◆ Task directions ◆
Can you return, word for word, the part of the article on Mid Sussex District Council's forecast overspend that begins with the words containing "The progress report" and ends with "for our staff."?

◆ Passage shown ◆
An early report into Mid Sussex District Council’s budget for 2021/22 has forecast an overspend of almost £150,000.
The progress report for April and May was discussed during a meeting of the cabinet where the overspend was described as ‘unfortunate’ when held against an otherwise ‘good start’ to the financial year.
All but £2,000 of the £143,000 shortfall was put down to having to include money for a possible pay rise for council staff – something which had not been allowed for when preparing the budget.
Peter Stuart, head of corporate resources, said:
“We had taken our lead from the Chancellor saying that the public sector would see pay restraint for the year, so we budgeted for no increase – zero per cent – for our staff.
“Now we understand that an offer of 1.5 per cent has been made – admittedly rejected by the union side – so for prudence we have allowed for 1.5 per cent in this financial year.”
Mr Stuart added that there were ‘uncertain times ahead’ and he fully expected the overspend to change as the year unfolds.
The report warned that, unless income increased, the council might have to draw on its reserves again to balance the budget by the end of the year.
The situation was not helped by the government’s Income Compensation Scheme – which has helped council’s to make it through the financial nightmares of the pandemic – coming to an end.
Leader Jonathan Ash-Edwards told the meeting:
“We’ll have to keep a very close eye on the projected overspend, particularly now we’re out of that period of time where the government is underwriting some of the income losses as a result of the pandemic.
“Next time we meet for this report we’ll probably be in a better place to judge what the full-year impact will be.”
Deputy leader Judy Llewellyn-Burke said the council had had ‘a good start to the year under the circumstances’, adding:
“It’s rather unfortunate that we are going to have an overspend – but it could be a lot worse.

◆ Data listing ◆
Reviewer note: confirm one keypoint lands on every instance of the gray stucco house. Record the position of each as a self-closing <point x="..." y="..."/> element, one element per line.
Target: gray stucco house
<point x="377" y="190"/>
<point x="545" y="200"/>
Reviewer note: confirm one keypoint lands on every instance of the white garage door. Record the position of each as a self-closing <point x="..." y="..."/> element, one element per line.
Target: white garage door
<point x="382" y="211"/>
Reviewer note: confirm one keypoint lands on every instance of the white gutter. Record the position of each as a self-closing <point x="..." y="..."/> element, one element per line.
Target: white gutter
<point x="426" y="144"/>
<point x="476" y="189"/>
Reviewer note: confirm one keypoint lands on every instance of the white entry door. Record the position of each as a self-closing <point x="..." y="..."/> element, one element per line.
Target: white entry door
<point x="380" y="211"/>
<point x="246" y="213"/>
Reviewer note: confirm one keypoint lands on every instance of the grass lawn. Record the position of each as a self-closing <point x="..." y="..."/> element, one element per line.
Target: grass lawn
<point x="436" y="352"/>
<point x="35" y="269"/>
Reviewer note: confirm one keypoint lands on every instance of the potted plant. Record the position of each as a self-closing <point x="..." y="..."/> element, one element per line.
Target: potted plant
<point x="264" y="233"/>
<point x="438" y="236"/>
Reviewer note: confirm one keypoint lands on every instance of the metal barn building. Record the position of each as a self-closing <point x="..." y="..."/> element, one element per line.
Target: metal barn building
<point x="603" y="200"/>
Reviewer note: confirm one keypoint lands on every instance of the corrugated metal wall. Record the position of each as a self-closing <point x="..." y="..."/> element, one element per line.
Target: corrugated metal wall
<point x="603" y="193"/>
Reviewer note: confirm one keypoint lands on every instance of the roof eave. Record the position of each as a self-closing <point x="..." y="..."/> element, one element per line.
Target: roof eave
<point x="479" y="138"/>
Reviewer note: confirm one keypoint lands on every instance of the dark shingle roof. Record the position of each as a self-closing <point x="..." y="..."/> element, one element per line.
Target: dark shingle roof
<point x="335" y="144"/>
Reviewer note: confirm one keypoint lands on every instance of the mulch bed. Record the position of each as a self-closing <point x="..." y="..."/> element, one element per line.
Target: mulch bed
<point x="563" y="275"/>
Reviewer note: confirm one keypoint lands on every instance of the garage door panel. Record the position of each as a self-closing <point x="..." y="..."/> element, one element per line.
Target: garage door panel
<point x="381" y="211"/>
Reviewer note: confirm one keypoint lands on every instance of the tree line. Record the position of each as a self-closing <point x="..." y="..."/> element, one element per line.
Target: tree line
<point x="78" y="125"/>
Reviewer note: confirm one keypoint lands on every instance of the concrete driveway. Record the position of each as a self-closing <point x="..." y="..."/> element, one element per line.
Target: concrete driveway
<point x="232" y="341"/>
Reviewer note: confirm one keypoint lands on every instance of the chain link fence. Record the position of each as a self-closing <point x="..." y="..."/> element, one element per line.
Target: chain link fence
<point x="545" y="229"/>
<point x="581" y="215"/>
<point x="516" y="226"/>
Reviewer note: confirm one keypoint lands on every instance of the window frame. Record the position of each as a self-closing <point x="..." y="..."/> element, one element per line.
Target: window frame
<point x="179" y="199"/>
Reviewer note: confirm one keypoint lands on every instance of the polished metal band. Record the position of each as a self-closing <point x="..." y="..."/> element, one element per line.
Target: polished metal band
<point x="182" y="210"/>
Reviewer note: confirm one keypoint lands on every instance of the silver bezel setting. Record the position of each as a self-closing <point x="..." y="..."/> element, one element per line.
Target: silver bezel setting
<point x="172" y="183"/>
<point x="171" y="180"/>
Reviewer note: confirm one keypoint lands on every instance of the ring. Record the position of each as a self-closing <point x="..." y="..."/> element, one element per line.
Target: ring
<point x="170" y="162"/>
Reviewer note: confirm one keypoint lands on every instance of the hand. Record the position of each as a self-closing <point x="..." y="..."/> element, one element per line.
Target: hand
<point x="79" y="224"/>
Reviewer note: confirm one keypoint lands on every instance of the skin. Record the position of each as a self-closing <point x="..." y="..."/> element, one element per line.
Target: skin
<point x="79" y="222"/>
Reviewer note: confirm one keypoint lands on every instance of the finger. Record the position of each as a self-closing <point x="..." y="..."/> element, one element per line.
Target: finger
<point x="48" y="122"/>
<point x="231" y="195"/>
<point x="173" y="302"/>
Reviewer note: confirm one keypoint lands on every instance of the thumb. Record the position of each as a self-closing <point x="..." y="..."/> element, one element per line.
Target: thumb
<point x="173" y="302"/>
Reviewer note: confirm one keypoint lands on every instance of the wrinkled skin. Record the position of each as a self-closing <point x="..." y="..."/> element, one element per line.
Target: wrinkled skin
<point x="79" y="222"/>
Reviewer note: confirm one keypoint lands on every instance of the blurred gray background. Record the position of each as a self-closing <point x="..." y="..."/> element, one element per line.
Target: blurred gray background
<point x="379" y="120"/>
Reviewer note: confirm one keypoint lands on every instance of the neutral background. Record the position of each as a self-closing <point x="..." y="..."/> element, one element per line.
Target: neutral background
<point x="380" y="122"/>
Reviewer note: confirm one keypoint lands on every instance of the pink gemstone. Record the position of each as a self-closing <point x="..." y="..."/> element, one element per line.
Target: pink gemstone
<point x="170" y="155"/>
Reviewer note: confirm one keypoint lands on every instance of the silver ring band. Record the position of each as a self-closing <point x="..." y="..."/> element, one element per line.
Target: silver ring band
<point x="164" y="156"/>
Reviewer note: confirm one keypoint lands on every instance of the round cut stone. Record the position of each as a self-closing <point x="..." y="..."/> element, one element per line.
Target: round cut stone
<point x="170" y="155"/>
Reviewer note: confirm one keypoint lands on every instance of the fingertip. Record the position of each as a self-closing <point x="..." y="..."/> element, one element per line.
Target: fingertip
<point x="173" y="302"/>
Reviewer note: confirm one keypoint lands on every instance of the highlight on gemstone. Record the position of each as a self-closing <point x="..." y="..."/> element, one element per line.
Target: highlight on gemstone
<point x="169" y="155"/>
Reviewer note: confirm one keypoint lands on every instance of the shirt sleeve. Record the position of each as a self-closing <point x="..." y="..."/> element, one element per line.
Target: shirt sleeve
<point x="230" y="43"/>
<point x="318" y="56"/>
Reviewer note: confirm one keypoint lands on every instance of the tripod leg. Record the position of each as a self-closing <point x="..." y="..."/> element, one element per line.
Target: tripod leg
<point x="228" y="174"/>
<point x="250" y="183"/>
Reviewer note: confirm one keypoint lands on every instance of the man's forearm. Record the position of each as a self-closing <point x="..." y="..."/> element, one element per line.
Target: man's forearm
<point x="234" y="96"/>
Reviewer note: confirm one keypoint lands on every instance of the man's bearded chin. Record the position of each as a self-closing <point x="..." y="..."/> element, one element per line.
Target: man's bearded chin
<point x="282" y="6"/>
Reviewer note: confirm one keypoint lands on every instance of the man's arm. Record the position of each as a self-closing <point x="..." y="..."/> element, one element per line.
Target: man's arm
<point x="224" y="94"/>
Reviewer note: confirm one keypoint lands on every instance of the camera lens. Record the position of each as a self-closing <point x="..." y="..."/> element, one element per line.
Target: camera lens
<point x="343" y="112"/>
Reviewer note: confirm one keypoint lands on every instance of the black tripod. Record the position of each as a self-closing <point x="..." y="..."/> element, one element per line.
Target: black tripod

◆ Answer section ◆
The progress report for April and May was discussed during a meeting of the cabinet where the overspend was described as ‘unfortunate’ when held against an otherwise ‘good start’ to the financial year.
All but £2,000 of the £143,000 shortfall was put down to having to include money for a possible pay rise for council staff – something which had not been allowed for when preparing the budget.
Peter Stuart, head of corporate resources, said:
“We had taken our lead from the Chancellor saying that the public sector would see pay restraint for the year, so we budgeted for no increase – zero per cent – for our staff.